_Given data_
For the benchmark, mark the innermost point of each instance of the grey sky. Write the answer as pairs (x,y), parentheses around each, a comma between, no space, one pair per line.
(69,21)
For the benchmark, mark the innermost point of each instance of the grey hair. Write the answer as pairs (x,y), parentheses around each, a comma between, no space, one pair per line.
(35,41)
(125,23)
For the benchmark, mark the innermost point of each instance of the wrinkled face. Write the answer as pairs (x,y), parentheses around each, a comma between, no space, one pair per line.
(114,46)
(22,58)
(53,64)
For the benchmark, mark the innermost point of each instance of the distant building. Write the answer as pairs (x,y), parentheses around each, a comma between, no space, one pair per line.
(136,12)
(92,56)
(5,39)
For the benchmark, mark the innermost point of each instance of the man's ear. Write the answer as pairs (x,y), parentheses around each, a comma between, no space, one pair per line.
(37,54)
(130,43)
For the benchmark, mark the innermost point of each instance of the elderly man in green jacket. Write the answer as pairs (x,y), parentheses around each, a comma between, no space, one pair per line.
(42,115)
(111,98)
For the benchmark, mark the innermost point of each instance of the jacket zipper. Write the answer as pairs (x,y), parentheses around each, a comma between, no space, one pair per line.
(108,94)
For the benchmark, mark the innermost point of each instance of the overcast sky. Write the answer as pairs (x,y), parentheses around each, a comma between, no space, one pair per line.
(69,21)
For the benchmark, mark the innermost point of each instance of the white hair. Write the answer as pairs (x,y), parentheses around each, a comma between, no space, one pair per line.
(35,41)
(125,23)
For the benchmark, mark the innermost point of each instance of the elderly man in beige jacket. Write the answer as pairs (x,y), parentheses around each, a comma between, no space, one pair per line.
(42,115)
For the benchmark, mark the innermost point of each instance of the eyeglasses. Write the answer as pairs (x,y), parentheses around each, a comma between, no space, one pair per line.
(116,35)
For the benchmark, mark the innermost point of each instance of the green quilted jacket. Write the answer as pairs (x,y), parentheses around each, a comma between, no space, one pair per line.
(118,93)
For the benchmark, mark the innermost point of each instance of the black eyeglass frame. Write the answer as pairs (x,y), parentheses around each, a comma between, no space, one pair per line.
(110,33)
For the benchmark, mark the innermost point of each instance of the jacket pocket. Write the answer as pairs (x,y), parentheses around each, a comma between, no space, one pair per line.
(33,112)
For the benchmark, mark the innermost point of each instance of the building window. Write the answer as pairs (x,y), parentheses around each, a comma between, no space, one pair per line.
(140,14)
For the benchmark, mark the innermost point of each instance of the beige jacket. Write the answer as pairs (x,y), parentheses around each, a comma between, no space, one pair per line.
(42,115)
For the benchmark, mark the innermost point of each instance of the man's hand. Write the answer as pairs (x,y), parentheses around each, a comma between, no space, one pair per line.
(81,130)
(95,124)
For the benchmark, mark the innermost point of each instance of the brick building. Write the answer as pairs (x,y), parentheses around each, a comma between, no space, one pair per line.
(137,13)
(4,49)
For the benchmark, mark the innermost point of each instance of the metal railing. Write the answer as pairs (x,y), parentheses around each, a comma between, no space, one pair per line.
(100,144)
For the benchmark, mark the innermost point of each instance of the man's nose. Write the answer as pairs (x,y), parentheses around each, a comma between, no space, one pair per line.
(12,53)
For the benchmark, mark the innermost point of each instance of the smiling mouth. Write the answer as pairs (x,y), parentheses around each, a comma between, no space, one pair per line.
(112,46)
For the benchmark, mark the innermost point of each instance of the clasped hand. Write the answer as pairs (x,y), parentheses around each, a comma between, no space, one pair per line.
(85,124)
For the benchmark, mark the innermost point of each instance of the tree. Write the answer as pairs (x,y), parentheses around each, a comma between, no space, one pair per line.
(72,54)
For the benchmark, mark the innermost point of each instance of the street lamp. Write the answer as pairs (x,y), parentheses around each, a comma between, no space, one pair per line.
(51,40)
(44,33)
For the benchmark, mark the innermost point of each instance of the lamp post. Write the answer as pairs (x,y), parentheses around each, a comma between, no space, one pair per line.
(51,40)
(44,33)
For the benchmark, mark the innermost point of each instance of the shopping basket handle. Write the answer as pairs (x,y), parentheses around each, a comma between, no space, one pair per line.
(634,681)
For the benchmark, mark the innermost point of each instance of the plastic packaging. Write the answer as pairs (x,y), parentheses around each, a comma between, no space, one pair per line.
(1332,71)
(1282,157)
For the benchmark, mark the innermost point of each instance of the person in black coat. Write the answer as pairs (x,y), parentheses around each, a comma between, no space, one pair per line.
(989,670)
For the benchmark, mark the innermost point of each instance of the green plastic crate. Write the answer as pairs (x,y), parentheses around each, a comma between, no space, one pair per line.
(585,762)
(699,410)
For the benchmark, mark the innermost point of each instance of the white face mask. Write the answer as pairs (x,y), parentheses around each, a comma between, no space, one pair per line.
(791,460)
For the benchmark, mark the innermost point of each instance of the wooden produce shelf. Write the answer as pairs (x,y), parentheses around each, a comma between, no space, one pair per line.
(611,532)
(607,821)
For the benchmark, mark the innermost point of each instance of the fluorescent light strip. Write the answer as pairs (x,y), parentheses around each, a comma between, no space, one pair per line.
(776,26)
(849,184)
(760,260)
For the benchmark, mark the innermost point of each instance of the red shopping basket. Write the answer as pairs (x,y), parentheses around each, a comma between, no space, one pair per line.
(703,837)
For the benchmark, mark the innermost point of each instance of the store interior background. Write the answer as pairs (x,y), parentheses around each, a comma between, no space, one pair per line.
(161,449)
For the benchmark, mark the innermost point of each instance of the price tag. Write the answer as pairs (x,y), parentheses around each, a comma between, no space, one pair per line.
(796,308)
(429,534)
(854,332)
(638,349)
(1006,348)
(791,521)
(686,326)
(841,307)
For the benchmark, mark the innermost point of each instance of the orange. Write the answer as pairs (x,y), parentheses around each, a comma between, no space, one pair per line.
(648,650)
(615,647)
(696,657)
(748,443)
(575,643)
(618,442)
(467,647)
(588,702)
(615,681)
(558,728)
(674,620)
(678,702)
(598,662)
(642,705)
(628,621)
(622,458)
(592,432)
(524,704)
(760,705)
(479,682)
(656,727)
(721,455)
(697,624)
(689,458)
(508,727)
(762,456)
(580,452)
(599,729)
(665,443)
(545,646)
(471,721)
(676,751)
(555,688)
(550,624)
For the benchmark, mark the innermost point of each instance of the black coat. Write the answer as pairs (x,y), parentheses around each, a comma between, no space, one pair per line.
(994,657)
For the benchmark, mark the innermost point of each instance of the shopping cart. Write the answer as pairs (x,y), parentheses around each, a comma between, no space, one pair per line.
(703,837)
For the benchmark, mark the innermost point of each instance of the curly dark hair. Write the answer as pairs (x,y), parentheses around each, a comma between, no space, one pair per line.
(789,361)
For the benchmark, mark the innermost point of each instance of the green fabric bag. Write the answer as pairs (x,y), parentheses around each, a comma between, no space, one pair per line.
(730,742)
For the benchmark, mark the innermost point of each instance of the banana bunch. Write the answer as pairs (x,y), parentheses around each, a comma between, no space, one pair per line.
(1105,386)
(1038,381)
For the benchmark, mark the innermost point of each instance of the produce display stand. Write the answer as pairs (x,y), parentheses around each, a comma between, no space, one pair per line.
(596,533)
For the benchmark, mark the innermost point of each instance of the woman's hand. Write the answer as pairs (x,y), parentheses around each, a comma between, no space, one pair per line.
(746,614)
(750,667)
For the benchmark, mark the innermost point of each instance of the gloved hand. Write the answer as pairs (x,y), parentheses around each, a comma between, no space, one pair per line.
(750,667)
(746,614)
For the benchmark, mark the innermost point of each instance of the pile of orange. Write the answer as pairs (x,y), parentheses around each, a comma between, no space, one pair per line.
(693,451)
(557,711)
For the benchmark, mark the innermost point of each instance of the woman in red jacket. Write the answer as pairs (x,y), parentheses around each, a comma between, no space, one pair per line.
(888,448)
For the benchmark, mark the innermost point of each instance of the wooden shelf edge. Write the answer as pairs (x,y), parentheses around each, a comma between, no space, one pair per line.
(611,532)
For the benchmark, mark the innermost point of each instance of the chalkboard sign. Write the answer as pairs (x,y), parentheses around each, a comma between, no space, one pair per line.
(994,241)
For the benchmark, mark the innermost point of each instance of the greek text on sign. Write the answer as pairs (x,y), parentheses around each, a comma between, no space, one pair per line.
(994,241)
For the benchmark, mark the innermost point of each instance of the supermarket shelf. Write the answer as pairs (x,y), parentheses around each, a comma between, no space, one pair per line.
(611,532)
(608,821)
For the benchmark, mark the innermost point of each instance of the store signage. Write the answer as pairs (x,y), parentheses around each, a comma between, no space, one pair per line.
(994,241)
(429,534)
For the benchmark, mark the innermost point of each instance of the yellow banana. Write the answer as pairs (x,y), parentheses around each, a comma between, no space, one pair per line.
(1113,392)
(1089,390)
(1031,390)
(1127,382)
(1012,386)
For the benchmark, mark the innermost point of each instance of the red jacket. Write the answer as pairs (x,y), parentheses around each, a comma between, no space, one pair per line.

_Do this_
Reproduce exactly the lines from the one containing "of the supermarket" through the last line of the records above, including both, and nothing else.

_The output_
For the benchmark, mark the innermost point of each instance of the supermarket shelf. Write the answer as pairs (x,y), parentheses around each, a comma between, no space, one pair per line.
(611,532)
(608,821)
For the benchmark, mark the innermost point of each instance of the store signage. Write the answer as pairs (x,y), parentheses around each, a comma between, no space, one pair per line.
(994,241)
(429,534)
For the benchmark, mark the innermost point of each instance of the yellow banana. Write the answer as pairs (x,y), parentheses around each, a comma between, no space, one pair per line.
(1113,392)
(1089,390)
(1031,390)
(1127,382)
(1012,386)
For the benchmark, mark the innermost point of each instance of the red jacket. Write the answer as pairs (x,y), parentheses around each, a comma between, no space, one pair per line.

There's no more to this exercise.